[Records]
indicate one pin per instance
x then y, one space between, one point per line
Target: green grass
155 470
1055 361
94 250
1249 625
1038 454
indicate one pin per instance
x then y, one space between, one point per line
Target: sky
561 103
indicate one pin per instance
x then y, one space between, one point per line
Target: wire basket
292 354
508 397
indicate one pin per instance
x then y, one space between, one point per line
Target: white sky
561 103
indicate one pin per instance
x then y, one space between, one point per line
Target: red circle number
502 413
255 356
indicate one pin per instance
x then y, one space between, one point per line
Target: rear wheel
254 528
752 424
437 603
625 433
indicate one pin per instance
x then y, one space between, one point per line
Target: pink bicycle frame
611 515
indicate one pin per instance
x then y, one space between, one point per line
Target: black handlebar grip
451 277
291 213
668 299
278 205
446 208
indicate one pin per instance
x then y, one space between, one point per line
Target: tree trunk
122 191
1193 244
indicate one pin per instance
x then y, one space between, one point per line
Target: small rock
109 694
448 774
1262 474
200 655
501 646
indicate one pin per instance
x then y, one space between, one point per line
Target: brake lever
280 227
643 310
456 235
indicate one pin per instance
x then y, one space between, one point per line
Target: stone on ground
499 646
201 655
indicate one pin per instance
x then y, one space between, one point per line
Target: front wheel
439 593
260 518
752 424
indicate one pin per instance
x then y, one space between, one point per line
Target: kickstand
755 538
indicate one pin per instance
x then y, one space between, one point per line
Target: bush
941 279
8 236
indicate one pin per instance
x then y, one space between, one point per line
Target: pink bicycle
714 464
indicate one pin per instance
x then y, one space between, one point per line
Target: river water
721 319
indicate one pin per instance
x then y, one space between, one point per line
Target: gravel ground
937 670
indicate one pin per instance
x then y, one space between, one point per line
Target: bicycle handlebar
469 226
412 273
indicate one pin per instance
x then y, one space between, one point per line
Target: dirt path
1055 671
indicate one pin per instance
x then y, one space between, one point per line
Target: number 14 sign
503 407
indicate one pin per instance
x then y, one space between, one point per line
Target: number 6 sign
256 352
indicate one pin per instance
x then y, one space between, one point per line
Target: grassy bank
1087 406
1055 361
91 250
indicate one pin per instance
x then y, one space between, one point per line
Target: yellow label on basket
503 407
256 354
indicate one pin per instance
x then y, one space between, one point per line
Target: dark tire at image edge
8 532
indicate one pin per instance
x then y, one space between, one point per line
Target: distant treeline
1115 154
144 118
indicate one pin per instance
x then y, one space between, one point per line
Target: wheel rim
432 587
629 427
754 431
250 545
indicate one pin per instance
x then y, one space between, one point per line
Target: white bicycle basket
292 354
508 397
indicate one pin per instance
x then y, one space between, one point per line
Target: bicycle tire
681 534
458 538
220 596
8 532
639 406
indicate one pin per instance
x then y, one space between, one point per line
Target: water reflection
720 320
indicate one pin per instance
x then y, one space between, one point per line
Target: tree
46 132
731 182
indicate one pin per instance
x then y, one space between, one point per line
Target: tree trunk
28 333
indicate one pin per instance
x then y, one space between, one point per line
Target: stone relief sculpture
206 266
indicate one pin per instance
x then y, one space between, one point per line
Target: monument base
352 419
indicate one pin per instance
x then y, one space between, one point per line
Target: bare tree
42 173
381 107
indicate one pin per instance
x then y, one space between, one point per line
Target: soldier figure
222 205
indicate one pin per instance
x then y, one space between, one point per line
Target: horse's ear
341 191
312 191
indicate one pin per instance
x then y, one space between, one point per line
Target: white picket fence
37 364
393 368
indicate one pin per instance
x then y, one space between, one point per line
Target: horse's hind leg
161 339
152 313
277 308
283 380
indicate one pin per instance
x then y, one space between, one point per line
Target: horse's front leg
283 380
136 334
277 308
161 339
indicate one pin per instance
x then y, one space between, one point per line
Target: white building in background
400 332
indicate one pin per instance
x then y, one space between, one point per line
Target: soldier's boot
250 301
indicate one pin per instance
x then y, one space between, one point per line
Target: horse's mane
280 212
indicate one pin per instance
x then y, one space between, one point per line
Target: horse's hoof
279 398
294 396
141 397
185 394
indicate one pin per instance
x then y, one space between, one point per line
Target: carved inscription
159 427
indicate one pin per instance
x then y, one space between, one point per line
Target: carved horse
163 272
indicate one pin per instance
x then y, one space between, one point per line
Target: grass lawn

» Written request
Extract all the entries word for word.

» Expected answer
indicate one pin per instance
x then y, one space between, one point per line
Target: green grass
155 470
1055 361
94 250
1249 625
1038 454
indicate one pin per instance
x then y, one space between, one point per line
Target: sky
561 103
indicate one pin per instance
x then y, one space between, one point per line
Target: wire basket
292 354
508 397
indicate one pin per instance
x then y, one space between, one point per line
Target: white sky
561 103
indicate one pin per instance
x then y, one space between, one point per line
Target: red circle number
502 413
255 356
indicate one pin per instance
x then y, one space between, one point per line
Target: rear wheel
254 528
752 424
437 603
625 433
indicate one pin per instance
x then y, one space between, one point per line
Target: pink bicycle frame
611 515
indicate one pin per instance
x then y, one space between, one point per line
Target: black handlebar grip
451 277
291 213
668 299
278 205
446 208
indicate one pin per instance
x then y, one space between, one point per line
Target: tree trunk
122 191
1193 244
indicate one pin per instance
x then y, one space between, one point per line
Target: small rock
109 694
448 774
1262 474
200 655
501 646
indicate one pin per instance
x then y, one space between, one point per line
Target: brake lever
280 227
643 310
456 235
indicate one pin per instance
x then y, one space between, one point per line
Target: stone on ground
499 646
201 655
indicate one pin per instance
x then y, one space between, one point per line
Target: front wheel
439 593
260 518
752 424
indicate one pin per instance
x then y, one space between, one point per line
Target: kickstand
755 538
indicate one pin per instance
x then y, one space between, one point per line
Target: bush
941 279
8 236
indicate one pin per instance
x then y, one space between, one point per line
Target: pink bicycle
714 464
indicate one pin per instance
x then y, one space between, one point per line
Target: river water
721 319
indicate one pin per instance
x then y, one space between, one point per line
Target: gravel ground
937 670
indicate one pin per instance
x then y, one space between, one point per line
Target: bicycle handlebar
469 226
412 273
indicate one pin per instance
x then y, one space between, one point per line
Target: dirt path
1055 671
indicate one pin per instance
x then y, one space between, one point per line
Target: number 14 sign
503 407
indicate one pin per instance
x then y, one space between, one point per line
Target: number 6 sign
256 352
indicate one pin per instance
x then y, one space between, one point per line
Target: grassy bank
1087 406
1055 361
91 250
indicate one pin per instance
x then y, one space between, one point per line
Target: yellow label on basket
503 407
256 354
indicate one pin per instance
x then y, one space between, one point per line
Target: dark tire at image edge
8 532
indicate one pin per instance
x then y, one space between, one point per line
Target: distant treeline
1115 154
144 118
indicate one pin per instance
x then y, one space between, one point per line
Target: wheel rim
432 587
629 427
754 431
250 545
indicate one pin per instance
x then y, one space between, one point per line
Target: white bicycle basket
292 354
508 397
indicate one pin per instance
x then y, one space between, one point per line
Target: bicycle tire
681 534
458 538
220 596
8 532
639 406
indicate one pin per instance
x then y, one space between, one point per line
Target: water reflection
720 320
indicate one pin per instance
x then y, one space between, one point per line
Target: tree
46 132
731 182
indicate one pin per instance
x then y, one space between, one point per line
Target: tree trunk
28 333
indicate one pin per instance
x then y, one space between, one point per line
Target: stone relief sculpture
206 266
indicate one pin per instance
x then y, one space between, one point per line
Target: monument base
352 419
indicate one pin per instance
x then y, one space between, one point per line
Target: bare tree
42 173
381 107
indicate one pin per instance
x then y, one space between, one point per line
Target: soldier figure
222 205
indicate one pin per instance
x then y, one space between, one point per line
Target: horse's ear
341 191
312 191
indicate one pin per instance
x then y, one space between, one point per line
Target: white picket fence
37 364
393 368
indicate one pin per instance
x then y, one space between, one point per line
Target: horse's hind leg
161 339
152 313
277 308
283 380
indicate one pin per instance
x then y, one space between, one point per line
Target: horse's front leg
283 380
136 334
277 308
161 339
indicate one pin per instance
x then y, one space between, one point per line
Target: white building in background
400 332
indicate one pin per instance
x then y, one space between, one point per line
Target: soldier's boot
250 301
indicate one pin per instance
x then y, one space between, one point per line
Target: horse's mane
280 212
indicate one pin per instance
x then y, one space between, one point per line
Target: horse's hoof
279 398
294 396
141 397
185 394
indicate one pin per instance
x then y, one space between, one point per line
Target: carved inscription
159 427
indicate one pin per instance
x then y, one space between, one point per line
Target: carved horse
163 272
indicate one pin per instance
x then y, one space between, one point per line
Target: grass lawn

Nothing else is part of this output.